[Extracted entries — start]
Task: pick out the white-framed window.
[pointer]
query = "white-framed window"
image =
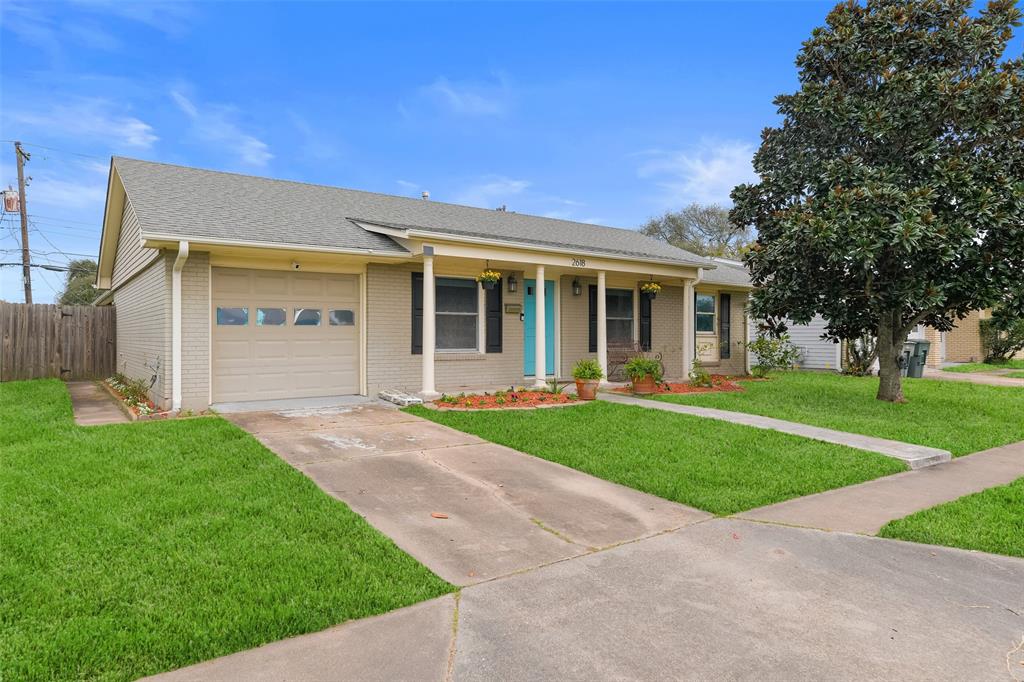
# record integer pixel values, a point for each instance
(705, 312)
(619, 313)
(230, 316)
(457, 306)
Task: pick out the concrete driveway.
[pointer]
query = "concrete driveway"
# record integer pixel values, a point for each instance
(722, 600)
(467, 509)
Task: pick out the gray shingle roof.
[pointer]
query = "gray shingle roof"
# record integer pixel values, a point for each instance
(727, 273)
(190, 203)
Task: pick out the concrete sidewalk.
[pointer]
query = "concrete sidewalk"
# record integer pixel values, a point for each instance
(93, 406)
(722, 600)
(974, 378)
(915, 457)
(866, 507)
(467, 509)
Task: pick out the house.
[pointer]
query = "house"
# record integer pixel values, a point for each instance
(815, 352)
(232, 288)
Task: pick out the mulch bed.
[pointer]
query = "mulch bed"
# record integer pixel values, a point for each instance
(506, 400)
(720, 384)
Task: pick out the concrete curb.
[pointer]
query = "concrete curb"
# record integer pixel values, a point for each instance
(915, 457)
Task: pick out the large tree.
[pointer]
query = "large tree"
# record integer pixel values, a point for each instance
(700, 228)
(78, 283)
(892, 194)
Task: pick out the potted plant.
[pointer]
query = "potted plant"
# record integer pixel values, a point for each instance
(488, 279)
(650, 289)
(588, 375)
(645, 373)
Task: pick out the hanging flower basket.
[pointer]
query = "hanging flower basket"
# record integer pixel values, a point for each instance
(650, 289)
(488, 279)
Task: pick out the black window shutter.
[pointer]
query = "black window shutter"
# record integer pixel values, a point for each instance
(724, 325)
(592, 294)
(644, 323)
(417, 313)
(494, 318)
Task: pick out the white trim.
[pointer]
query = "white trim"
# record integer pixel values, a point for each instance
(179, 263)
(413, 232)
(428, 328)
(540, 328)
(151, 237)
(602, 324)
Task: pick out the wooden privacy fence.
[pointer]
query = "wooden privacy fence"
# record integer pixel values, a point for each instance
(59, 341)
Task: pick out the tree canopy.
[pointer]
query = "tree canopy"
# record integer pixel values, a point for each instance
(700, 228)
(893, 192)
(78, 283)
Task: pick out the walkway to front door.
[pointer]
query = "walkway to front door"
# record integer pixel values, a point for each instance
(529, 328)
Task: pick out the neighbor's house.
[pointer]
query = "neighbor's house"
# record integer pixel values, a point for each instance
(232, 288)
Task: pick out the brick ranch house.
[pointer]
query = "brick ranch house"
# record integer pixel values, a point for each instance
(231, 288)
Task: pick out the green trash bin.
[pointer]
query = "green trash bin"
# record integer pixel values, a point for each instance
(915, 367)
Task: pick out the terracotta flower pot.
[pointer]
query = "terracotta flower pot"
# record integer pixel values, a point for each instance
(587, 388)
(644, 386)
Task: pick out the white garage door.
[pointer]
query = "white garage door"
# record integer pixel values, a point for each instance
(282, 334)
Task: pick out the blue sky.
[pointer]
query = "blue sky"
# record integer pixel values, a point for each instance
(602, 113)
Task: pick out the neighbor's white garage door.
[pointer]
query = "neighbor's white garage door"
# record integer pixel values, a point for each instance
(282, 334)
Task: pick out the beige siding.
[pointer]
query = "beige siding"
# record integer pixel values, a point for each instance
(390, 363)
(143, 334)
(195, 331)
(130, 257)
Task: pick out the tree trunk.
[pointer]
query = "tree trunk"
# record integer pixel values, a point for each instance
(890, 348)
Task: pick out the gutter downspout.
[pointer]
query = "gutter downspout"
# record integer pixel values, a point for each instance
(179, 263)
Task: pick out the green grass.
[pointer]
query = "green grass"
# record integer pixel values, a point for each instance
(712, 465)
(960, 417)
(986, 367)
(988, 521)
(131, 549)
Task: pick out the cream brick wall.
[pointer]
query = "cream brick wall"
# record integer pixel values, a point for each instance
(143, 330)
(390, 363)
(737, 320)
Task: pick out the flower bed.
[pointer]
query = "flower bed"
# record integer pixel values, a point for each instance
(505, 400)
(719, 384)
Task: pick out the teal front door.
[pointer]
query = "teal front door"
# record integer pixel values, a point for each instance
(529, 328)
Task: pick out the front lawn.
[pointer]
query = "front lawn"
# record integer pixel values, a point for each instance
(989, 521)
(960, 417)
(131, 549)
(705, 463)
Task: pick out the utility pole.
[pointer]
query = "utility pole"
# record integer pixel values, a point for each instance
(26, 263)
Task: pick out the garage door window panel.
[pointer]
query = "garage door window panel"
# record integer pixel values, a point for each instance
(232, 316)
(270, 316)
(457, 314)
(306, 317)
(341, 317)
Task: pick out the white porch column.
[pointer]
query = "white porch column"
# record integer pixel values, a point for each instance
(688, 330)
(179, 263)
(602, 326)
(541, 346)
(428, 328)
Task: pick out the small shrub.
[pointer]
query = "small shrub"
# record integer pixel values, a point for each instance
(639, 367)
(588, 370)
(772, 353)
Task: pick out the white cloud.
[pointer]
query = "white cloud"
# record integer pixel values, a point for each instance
[Extracted entries — finish]
[Extracted entries — start]
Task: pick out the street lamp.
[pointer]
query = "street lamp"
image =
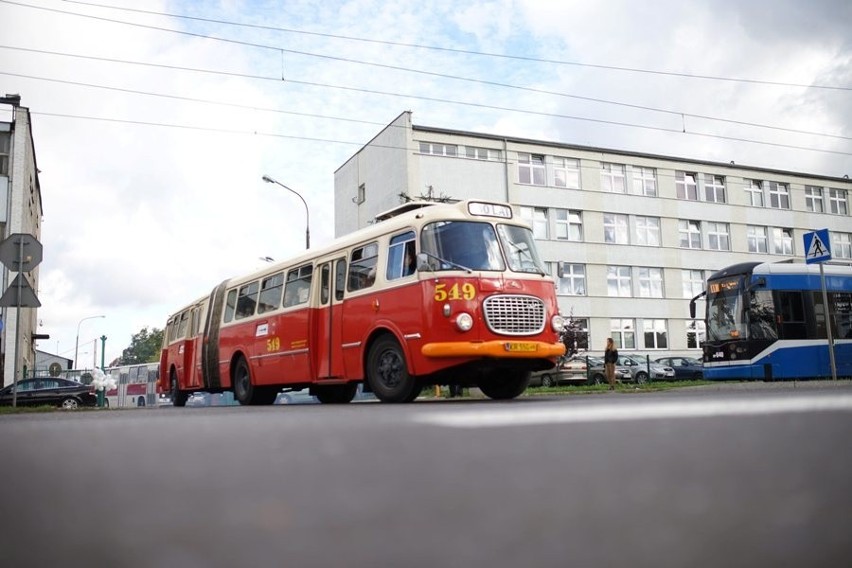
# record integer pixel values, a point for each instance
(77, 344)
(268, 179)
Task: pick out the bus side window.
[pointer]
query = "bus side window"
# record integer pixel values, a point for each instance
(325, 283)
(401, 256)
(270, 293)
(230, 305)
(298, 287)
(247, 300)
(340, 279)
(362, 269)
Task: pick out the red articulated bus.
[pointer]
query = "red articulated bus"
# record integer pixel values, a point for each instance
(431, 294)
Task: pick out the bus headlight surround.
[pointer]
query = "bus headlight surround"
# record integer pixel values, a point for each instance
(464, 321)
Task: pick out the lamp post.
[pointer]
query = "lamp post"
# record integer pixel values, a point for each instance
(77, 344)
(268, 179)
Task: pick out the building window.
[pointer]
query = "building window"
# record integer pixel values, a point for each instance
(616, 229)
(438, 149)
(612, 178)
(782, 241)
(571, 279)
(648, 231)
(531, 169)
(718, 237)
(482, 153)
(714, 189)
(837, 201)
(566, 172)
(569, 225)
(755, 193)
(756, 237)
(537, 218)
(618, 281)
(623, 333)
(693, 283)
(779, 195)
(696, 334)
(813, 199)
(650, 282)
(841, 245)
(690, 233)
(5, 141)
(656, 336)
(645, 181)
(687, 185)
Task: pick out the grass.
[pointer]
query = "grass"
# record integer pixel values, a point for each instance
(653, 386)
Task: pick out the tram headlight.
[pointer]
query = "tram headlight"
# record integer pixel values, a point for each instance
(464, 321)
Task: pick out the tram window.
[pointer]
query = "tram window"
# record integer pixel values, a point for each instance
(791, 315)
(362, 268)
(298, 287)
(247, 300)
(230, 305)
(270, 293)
[Extracted entries — finish]
[Extracted entries — start]
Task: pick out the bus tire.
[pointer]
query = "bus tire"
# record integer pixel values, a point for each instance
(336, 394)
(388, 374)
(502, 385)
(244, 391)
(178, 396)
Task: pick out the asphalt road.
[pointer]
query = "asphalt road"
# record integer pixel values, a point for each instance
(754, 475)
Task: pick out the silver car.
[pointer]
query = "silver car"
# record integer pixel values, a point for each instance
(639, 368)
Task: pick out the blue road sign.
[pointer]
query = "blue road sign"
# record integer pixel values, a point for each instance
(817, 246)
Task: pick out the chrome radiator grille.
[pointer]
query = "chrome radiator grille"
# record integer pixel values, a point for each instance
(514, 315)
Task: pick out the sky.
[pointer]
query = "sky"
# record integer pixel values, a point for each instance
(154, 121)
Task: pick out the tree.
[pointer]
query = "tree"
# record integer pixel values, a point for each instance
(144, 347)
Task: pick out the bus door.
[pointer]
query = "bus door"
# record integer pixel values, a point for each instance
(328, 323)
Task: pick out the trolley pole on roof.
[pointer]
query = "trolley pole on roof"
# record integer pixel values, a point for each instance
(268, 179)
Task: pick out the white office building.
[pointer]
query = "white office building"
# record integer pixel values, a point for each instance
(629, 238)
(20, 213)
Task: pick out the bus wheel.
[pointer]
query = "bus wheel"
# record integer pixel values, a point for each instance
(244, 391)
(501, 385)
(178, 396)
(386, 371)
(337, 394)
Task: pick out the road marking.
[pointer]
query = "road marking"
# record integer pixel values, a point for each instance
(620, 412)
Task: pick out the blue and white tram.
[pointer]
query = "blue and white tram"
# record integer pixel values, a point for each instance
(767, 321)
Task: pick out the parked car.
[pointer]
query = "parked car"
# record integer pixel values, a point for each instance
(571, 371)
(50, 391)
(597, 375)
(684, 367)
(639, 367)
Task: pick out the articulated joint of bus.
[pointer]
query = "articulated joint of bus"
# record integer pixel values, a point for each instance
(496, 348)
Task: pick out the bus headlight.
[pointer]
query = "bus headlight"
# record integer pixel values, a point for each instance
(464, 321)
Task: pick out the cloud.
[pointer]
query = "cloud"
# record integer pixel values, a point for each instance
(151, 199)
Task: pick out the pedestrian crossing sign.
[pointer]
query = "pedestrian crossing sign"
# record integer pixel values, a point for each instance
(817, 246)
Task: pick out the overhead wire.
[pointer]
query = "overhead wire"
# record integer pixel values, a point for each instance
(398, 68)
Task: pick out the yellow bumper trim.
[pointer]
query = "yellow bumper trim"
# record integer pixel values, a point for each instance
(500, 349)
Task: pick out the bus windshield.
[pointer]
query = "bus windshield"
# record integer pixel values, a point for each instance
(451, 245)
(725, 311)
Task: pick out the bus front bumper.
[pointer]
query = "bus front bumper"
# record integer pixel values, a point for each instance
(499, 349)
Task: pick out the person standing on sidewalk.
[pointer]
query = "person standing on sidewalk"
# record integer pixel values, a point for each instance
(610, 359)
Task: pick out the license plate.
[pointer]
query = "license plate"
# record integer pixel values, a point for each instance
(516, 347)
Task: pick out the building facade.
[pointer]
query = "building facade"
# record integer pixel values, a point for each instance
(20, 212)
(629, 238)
[Extracted entries — finish]
Task goal:
With the line holding "Task: pick out the tree trunk." as the first and the line holding "Task: pick out the green grass." as the last, please transcribe exactly the lines of the material above in that range and nothing else.

Result for this exercise:
Task: pick out the tree trunk.
[pointer]
query = "tree trunk"
# record integer pixel values, a point for each instance
(890, 348)
Task: pick out the gutter downspout.
[pointer]
query = "gutter downspout"
# record integer pixel values, a point for each instance
(179, 263)
Task: pick out the green grass.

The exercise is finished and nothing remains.